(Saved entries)
- - -

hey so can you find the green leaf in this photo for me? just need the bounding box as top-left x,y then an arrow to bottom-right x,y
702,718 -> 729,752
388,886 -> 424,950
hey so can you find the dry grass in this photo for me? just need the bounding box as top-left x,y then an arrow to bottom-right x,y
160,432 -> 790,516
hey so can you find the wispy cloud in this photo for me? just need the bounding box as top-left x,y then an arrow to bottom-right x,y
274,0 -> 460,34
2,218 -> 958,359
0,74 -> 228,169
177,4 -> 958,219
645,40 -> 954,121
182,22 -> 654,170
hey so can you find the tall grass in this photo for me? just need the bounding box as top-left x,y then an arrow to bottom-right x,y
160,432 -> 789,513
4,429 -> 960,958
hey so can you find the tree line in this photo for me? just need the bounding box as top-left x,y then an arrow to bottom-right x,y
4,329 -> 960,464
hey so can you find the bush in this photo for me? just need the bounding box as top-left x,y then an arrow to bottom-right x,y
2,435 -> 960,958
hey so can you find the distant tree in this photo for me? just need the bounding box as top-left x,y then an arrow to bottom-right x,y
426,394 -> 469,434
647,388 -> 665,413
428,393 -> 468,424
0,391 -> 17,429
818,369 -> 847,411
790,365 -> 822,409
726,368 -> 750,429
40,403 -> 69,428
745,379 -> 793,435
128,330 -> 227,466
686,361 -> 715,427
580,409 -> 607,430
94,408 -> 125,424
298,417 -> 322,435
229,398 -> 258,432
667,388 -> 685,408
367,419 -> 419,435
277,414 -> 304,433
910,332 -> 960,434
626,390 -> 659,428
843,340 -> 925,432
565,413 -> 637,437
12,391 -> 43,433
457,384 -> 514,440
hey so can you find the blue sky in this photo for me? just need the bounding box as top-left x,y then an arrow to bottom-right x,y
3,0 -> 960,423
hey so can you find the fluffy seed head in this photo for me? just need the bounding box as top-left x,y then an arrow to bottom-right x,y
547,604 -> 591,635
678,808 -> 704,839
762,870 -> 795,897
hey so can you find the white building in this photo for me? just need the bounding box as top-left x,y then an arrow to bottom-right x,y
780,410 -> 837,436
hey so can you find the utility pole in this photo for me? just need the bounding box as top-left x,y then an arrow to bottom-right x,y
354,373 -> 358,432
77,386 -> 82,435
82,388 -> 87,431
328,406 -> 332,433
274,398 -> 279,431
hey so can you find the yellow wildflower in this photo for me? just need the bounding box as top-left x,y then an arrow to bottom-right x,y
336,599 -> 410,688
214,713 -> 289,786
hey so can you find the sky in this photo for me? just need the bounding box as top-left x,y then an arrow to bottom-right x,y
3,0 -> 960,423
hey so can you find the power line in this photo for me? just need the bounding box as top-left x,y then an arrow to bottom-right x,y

- - -

**What you have to do**
Return the entries above word for word.

**Output for this exercise**
hey so can you find the green leaf in this photo for me? just need the bounding box as top-left x,y then an arrow to bottom-right x,y
702,718 -> 729,752
388,886 -> 424,950
hey so can you find the dry grass in this photo for me? just need the bounding box as top-left x,y then an arrow to bottom-right x,y
160,432 -> 790,516
hey so can you find the wispy cloud in this photo for me? just need the bounding box as top-left x,y then an arrow to bottom-right x,y
274,0 -> 460,34
2,218 -> 958,359
0,74 -> 228,169
177,4 -> 958,219
645,40 -> 954,121
182,22 -> 654,170
hey so can you find the tall grass in this photo for me? just need the bounding box as top-left x,y then an arrow to bottom-right x,y
160,432 -> 789,513
4,429 -> 960,958
hey so can you find the tree line in this photo for me? just need the bounding box as top-left x,y then an arrow to bottom-right x,y
4,329 -> 960,464
hey so can you find the bush in this photo for me? just need the bounding box as top-left x,y then an arrow to bottom-right x,y
2,435 -> 960,958
hey so can you find the distant tree in this photo for me? just need the bounding box as top-left x,y then an arrow to bottom-right x,y
426,394 -> 469,434
647,388 -> 665,413
428,393 -> 468,424
0,391 -> 17,429
818,369 -> 847,411
790,365 -> 822,409
726,368 -> 750,429
40,403 -> 69,428
745,379 -> 793,435
128,330 -> 227,466
686,361 -> 715,427
580,409 -> 607,430
94,408 -> 125,424
298,417 -> 322,435
229,398 -> 258,432
667,388 -> 685,408
367,419 -> 419,435
277,414 -> 304,433
910,332 -> 960,434
626,390 -> 659,428
843,340 -> 925,432
565,413 -> 637,437
12,391 -> 43,433
457,384 -> 514,440
hey so can you find the blue sky in this photo for me? just need the bounding box as top-left x,y then an arrow to bottom-right x,y
3,0 -> 960,423
hey so can you find the fluffy seed head in this photo for me? just need the bounding box as top-left x,y then an arrow to bottom-right x,y
547,604 -> 591,635
678,808 -> 704,839
762,870 -> 795,897
hey so can you find the white building in this photo for me? just need the bounding box as top-left x,y then an arrow to bottom-right x,y
780,410 -> 837,436
hey so can you find the utility pole in this photo for me? just need the bounding box as top-left x,y then an arrow to bottom-right x,y
354,373 -> 358,432
77,386 -> 82,435
82,388 -> 87,431
328,406 -> 332,433
274,398 -> 279,431
hey so can you find the yellow wildflower in this photo for me? just need the bounding box as top-left x,y then an arrow to bottom-right x,y
336,599 -> 410,688
214,713 -> 289,786
hey so can you find the sky in this photo for me? just need the bounding box as top-left x,y then an arrow to bottom-right x,y
3,0 -> 960,423
hey so can you find the power line in this photo for me? just need the bounding box as top-left x,y then an arrow to bottom-right x,y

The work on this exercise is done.